18 de noviembre de 1845
“Señor:
Los seis meses de silencio han seguido su curso. Hoy es 18
de noviembre; mi última carta estaba fechada (creo) el 18 de mayo. Por eso
puedo escribirle sin faltar a mi promesa.
El verano y el otoño se han hecho muy largos; a decir
verdad, han sido necesarios dolorosos esfuerzos por mi parte para mantener
hasta ahora la abnegación que me impuse a mí misma. Usted, señor, no puede
concebir lo que significa; pero imagínese por un instante que uno de sus hijos
fuera separado de usted, a 160 leguas, y que usted tuviera que estar seis meses
sin escribirle, sin recibir noticias suyas, sin oír hablar de él, sin saber
nada de su salud, y entonces entenderá fácilmente toda la severidad de una
obligación así. Le digo francamente que he intentado olvidarle durante estos
meses, porque el recuerdo de una persona a quien uno no cree que pueda volver a
ver de nuevo y a quien, sin embargo, se tiene en gran estima, atormenta
demasiado la mente; y cuando uno ha sufrido ese tipo de ansiedad durante un año
o dos, está dispuesto a hacer cualquier cosa para reencontrar la paz. Yo lo he
intentado todo; he buscado ocupaciones; me he negado a mí misma por completo el
placer de hablar de usted, ni siquiera a Emily; pero no he sido capaz de
superar ni mis pesares ni mi impaciencia. Lo cual, de hecho, es humillante: ser
incapaz de controlar los propios pensamientos, ser esclava de un pesar, de un
recuerdo, la esclava de una idea fija y dominante que gobierna despóticamente
la mente. ¿Por qué no puedo recibir tanta amistad de usted, como usted de mí,
mi más ni menos? Entonces estaría tranquila, tan libre que podría mantenerme en
silencio durante diez años sin esfuerzo.

• [INFORMACIÓN PROPORCIONADA]:
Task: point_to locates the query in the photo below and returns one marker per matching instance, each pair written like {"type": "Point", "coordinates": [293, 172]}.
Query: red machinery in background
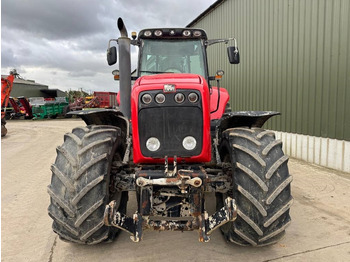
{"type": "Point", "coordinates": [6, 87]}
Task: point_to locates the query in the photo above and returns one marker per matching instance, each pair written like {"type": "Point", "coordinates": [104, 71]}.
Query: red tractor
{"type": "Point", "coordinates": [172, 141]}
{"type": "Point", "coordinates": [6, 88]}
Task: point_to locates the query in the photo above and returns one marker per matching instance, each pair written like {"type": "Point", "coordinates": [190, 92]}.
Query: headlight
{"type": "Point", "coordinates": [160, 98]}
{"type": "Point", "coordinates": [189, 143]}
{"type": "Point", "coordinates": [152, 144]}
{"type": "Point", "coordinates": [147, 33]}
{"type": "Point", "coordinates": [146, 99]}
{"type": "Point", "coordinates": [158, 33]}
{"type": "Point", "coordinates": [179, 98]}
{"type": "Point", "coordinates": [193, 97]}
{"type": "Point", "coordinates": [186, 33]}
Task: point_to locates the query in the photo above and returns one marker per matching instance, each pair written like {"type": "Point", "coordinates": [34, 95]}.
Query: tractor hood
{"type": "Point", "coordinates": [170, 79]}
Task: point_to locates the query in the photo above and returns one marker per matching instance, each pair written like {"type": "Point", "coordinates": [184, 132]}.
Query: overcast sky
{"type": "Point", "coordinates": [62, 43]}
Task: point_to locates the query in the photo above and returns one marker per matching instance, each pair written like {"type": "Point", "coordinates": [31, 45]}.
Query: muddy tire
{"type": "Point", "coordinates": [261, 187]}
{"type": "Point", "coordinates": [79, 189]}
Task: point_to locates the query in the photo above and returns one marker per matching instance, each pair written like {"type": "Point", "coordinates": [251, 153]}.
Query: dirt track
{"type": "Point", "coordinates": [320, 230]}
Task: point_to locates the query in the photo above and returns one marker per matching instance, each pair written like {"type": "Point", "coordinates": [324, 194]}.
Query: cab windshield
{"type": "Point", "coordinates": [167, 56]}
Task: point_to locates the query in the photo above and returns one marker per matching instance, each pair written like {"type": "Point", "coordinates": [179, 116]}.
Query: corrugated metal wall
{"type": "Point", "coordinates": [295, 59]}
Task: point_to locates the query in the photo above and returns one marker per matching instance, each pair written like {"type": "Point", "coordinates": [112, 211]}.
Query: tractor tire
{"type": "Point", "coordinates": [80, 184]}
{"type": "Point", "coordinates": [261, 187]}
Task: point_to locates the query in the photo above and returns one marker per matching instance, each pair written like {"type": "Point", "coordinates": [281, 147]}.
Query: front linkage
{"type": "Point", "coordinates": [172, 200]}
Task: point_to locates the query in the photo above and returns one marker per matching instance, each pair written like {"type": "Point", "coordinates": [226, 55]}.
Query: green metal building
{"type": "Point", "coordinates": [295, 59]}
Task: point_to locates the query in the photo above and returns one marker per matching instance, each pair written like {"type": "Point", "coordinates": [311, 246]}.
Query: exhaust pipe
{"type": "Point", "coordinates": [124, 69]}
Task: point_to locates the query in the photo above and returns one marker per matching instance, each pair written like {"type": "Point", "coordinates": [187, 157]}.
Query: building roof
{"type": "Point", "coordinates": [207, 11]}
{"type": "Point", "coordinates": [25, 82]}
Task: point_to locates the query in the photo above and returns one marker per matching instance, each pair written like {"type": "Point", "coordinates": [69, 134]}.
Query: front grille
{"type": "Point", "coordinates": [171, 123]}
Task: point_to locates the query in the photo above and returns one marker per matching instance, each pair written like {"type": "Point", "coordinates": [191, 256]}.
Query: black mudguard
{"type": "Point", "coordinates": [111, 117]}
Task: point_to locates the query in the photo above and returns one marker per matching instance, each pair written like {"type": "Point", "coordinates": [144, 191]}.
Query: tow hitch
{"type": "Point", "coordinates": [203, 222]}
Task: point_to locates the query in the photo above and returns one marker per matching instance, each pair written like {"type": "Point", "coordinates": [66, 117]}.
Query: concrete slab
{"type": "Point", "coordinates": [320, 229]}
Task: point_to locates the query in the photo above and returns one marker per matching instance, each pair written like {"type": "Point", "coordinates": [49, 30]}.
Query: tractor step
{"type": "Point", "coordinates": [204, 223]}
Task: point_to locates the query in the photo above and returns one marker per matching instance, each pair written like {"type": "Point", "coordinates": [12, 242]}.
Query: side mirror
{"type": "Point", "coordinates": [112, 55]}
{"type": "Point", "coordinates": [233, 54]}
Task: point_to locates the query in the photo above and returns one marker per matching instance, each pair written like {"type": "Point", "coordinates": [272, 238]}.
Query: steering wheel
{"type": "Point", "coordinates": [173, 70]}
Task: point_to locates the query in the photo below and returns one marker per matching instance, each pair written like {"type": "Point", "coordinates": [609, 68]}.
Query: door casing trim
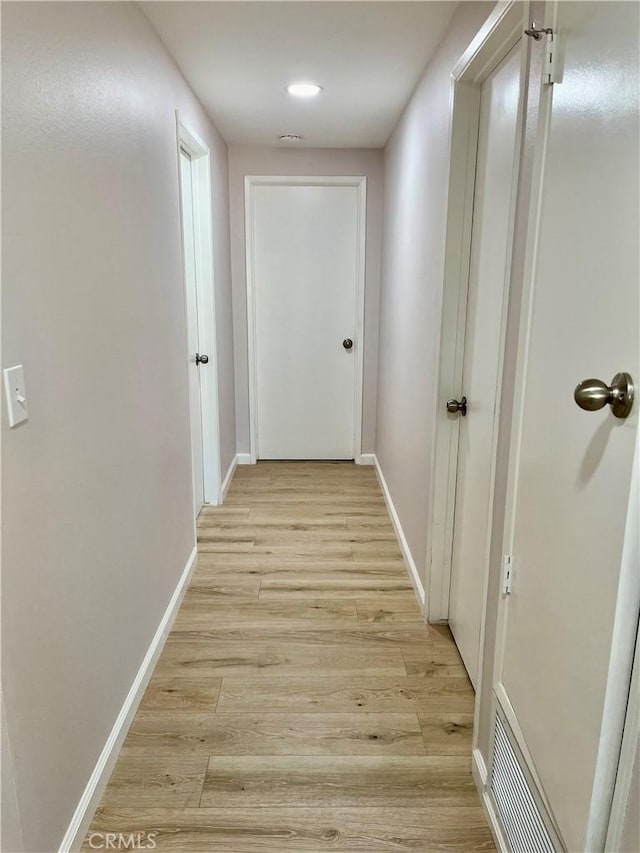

• [OBJETIVO DEL EJERCICIO]:
Responda brevemente, según la carta del 18 de noviembre de 1845:
1. ¿Qué fecha tenía la última carta enviada?
2. ¿A cuántas leguas imagina la carta que está el hijo separado del destinatario?
3. ¿A quién se nombra como la persona con quien ni siquiera se ha hablado del destinatario?

• [SOLUCIÓN]:
1. El 18 de mayo.
2. A 160 leguas.
3. A Emily.